● WRITTEN TASK:
Swap "photo" for "image" everywhere in the material below and leave everything else unchanged. Omit the pictures from your output.

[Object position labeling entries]

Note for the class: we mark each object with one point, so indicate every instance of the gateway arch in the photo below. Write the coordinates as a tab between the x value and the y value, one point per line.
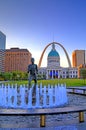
68	59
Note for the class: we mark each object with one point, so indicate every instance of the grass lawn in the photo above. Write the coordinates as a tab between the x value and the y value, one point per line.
68	82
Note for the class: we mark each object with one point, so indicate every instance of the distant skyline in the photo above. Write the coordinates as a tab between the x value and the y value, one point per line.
33	24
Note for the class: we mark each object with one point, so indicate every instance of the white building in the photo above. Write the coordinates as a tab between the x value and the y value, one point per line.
54	70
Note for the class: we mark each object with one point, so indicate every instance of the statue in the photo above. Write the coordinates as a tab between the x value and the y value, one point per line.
32	70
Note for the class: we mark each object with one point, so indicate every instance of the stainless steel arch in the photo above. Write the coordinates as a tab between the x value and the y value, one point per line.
68	59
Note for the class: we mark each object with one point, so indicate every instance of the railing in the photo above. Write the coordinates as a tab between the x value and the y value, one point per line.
23	97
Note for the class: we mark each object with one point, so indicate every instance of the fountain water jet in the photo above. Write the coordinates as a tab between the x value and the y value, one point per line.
22	97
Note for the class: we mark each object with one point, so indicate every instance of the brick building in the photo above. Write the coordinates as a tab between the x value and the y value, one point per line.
78	57
17	59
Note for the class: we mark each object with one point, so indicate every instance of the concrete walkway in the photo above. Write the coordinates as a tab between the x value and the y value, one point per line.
81	126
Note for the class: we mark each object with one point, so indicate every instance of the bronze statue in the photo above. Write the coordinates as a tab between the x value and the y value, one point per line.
32	70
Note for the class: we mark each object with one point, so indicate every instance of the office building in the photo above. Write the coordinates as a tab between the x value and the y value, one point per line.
2	40
78	57
2	51
17	59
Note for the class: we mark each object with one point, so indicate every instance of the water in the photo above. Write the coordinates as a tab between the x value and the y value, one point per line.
24	98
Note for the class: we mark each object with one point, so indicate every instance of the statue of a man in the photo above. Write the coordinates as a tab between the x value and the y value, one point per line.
32	70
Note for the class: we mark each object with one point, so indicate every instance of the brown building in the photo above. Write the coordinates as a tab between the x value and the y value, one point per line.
78	57
17	59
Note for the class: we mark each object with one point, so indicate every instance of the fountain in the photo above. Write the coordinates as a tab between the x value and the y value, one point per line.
22	97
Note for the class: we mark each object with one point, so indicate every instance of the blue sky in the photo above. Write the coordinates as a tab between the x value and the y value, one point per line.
32	24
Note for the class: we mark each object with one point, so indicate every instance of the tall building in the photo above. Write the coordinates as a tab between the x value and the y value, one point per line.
2	51
78	57
2	40
17	59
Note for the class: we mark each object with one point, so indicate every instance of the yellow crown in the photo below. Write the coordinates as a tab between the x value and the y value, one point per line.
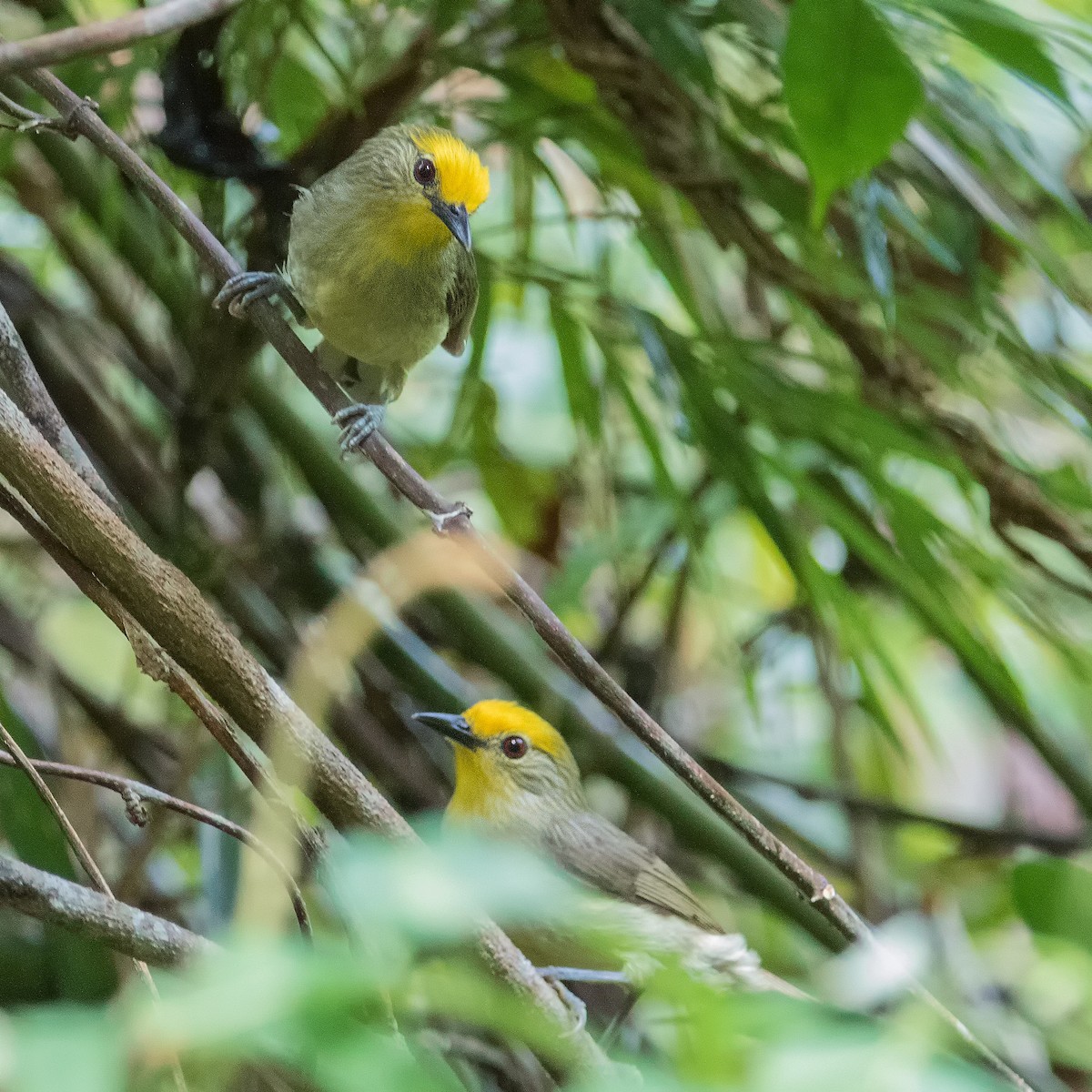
489	719
461	175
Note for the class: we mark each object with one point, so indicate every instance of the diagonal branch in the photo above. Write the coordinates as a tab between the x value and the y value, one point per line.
126	929
173	612
33	399
666	126
136	794
808	882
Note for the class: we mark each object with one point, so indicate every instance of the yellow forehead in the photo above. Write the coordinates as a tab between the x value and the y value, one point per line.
462	177
489	719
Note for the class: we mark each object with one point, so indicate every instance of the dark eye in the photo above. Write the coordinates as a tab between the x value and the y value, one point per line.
513	746
424	170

● SOLVED PROBLEM:
Note for the class: we mark each object with one point, so indicate every instance of the gateway arch in the image below. Write the coordinates as a tab between the x value and the y value, one point per line.
68	59
Note for the class: we mark each object with one point, so indicate every instance of the grass lawn in the image above. Write the coordinates as a tab between the x value and the y value, one point per line.
68	82
Note for the class: we mark each object with one point, so indicate every instance of the distant skyline in the image above. Write the coordinates as a tab between the x value and the y value, one point per line.
33	24
Note for the class: we mark each object with one point, so indicate every instance of the white building in the image above. Write the coordinates as a tab between the x value and the y value, one point per line.
54	70
Note for the class: we mark each object with one point, so indicate every instance of the statue in the image above. Write the coordinates as a tab between the x value and the y value, one point per line.
32	70
Note for the class: we mark each object with one point, so indicate every instance of the stainless steel arch in the image above. Write the coordinates as a tab between the x value and the y value, one point per line.
68	59
Note for the class: we mark each object with one point, so indicate every instance of the railing in the image above. Write the coordinates as a tab between the x value and the y value, one point per line.
23	97
Note for the class: we mark each object with one point, so indicate every instance of the fountain water jet in the image above. Write the coordinates as a tab between the x value and the y value, one point per line.
22	97
Note for the class: we mark each object with one point, so indicate every instance of the brick building in the image above. Write the coordinates as a tab between the x value and the y value, one point per line.
78	57
17	59
Note for the class: we mark each object with one point, so indicate every instance of the concrete walkway in the image above. Write the coordinates as a tab between the x value and the y value, one point per line.
81	126
Note for the class: we mark each object with one point, so indicate every instance of the bronze statue in the image above. Write the coordinates as a tab between the x value and the y value, one point per line.
32	70
Note for the class: we mark each object with one point, so indicate every instance of the office building in the image above. Write the coordinates as a tab between the x value and the y value, one point per line.
2	40
78	57
2	51
17	59
Note for the class: we mark each object with one point, so indicate every instance of the water in the image above. Write the coordinates as a tab between the x value and the y value, one point per line.
24	98
Note for the class: we mark each object with one point, so indicate every instance of the statue of a man in the image above. Write the coordinates as a tab between the x value and the y value, one point per line.
32	70
Note for the class: we mark each object with one point, so indicate every instance of the brown building in the image above. Write the coordinates as a tab between the x value and the y value, one point per line.
78	57
17	59
Note for the class: we mark each object with one point, so indicate every instance of the fountain in the image above. Write the coordinates as a tab between the x value and the y value, one point per line.
22	97
Note for the class: we mark each object with one point, so indicate every instance of the blue sky in the image above. Write the coordinates as a tab between the x value and the y value, one point per line.
32	24
Note for the class: we mark each object with one point, so indicate every instance of the tall building in the image above. Write the coordinates as a tab between the x value and the y value, one point per line.
2	51
78	57
2	40
17	59
Note for the class: we mark each object with one point, so indicate every instance of the yellow crown in the image below. Write the coordinates as a tab between the x value and the y value, one point per line.
489	719
461	175
Note for the class: we mark each object with one point, so indicate every instance of the diagonal branch in the image above. Write the coordinates as a tab between the x value and the y value, one point per line.
126	929
173	612
33	399
666	126
136	794
808	882
Note for the class: we mark each object with one point, so indicate every instance of the yellow forehead in the image above. Write the coordinates as a tab between the x value and the y value, one point per line.
462	177
489	719
Note for the class: we mark each object with one point, so indicate every instance of the dark eye in the image above. Write the coordinates as a tab between the x value and the y value, one point per line.
513	746
424	170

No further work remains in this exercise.